>>>

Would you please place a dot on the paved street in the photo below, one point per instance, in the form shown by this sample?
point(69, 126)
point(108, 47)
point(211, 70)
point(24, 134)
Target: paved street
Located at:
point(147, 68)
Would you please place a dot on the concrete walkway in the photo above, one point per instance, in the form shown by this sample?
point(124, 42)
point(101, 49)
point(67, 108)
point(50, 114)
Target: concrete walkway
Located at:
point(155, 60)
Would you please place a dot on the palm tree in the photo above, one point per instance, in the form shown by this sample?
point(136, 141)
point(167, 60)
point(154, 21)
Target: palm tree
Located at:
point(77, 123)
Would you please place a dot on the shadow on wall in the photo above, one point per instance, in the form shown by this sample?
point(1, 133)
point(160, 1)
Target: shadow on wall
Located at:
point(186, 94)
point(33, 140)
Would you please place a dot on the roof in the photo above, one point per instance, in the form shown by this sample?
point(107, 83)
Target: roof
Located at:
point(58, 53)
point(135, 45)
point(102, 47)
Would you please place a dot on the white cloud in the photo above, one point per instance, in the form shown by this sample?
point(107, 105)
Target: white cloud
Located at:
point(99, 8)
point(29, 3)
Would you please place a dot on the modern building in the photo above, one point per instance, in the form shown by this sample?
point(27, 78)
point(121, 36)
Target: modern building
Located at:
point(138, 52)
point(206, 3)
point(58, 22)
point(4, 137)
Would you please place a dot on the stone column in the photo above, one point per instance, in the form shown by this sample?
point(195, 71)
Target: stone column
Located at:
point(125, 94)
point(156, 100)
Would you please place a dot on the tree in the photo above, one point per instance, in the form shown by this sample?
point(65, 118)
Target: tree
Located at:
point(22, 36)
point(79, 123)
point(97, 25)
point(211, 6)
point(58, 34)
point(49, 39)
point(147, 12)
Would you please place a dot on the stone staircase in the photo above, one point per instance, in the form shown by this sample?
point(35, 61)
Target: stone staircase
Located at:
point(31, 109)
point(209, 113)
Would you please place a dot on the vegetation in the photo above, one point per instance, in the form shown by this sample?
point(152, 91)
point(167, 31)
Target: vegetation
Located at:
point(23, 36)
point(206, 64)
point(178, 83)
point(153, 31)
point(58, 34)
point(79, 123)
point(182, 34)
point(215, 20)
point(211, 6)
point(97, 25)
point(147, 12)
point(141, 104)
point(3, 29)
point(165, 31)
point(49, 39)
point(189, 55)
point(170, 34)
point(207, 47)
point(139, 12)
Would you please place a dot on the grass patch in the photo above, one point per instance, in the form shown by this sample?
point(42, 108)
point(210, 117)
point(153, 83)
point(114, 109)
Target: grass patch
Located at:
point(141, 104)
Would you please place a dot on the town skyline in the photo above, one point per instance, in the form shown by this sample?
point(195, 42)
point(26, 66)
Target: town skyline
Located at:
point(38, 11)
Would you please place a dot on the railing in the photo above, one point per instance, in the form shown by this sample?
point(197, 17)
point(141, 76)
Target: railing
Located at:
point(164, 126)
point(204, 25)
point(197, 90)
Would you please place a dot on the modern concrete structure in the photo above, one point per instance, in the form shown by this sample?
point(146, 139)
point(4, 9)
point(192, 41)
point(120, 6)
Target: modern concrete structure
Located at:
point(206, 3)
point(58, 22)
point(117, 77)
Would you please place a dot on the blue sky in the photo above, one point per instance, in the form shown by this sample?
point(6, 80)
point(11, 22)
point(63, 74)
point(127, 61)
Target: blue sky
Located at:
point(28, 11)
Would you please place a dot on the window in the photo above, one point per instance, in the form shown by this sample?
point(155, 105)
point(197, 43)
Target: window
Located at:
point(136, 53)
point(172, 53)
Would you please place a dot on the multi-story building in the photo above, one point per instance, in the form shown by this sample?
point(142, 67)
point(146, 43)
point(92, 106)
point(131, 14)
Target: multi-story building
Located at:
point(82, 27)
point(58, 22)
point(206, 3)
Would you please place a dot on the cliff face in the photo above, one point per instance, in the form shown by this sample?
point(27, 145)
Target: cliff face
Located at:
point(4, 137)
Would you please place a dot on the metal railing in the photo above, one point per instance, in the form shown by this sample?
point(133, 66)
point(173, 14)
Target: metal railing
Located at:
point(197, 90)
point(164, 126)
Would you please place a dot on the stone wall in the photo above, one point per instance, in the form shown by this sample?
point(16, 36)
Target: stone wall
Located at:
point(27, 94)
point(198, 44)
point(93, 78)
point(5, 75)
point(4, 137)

<<<
>>>

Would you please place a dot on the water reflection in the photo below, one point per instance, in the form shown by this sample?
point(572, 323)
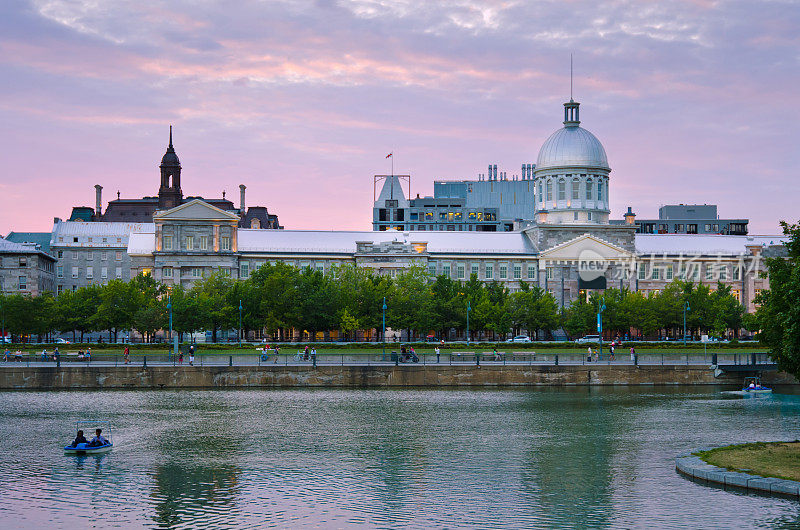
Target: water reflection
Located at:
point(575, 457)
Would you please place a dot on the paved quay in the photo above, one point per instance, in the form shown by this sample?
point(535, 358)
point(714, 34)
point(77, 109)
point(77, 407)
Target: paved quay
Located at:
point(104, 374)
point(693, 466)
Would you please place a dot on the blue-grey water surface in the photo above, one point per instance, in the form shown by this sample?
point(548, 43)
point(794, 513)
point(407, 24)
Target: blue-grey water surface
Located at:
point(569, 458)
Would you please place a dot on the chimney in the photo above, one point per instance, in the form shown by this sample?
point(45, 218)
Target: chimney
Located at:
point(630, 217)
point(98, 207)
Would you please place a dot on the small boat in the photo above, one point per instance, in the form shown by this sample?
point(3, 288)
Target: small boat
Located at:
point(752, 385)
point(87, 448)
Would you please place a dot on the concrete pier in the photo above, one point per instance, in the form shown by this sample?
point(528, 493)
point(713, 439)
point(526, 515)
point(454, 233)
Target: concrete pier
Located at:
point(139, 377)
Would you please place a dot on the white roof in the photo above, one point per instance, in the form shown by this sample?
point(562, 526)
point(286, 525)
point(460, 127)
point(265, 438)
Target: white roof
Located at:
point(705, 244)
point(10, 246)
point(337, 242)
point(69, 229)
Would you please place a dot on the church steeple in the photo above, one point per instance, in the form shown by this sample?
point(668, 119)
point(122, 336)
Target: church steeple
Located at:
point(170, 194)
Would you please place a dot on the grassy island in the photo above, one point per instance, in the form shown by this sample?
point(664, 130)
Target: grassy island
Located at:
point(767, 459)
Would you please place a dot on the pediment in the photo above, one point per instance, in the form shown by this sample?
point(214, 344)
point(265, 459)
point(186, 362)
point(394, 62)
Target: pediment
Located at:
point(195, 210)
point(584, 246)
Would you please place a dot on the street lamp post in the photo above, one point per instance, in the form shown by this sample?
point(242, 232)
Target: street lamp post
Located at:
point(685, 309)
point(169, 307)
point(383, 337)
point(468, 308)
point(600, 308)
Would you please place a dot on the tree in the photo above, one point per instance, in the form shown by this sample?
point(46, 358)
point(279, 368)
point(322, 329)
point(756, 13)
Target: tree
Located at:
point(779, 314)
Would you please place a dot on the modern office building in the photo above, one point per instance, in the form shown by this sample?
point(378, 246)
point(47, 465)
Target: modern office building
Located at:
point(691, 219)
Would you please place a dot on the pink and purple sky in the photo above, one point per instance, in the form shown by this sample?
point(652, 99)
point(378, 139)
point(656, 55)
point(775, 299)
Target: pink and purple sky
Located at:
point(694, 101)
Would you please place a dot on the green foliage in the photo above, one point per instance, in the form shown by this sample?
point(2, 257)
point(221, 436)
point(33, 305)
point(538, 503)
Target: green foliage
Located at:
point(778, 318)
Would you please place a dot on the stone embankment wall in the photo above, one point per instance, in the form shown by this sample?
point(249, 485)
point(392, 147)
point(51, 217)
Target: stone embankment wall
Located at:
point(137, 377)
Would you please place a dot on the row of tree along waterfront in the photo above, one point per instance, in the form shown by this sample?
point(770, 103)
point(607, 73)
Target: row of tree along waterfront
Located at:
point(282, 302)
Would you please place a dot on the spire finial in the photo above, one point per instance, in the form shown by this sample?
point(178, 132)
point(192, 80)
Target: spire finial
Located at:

<<<

TO BE DONE: Please collect every line above that contains the word "patch" and copy each one in full.

SOLUTION TO THE PROBLEM:
Would you please place a dot on the grass patch in the photo above, one point per instance, in the form shown by this sample?
Target: grass patch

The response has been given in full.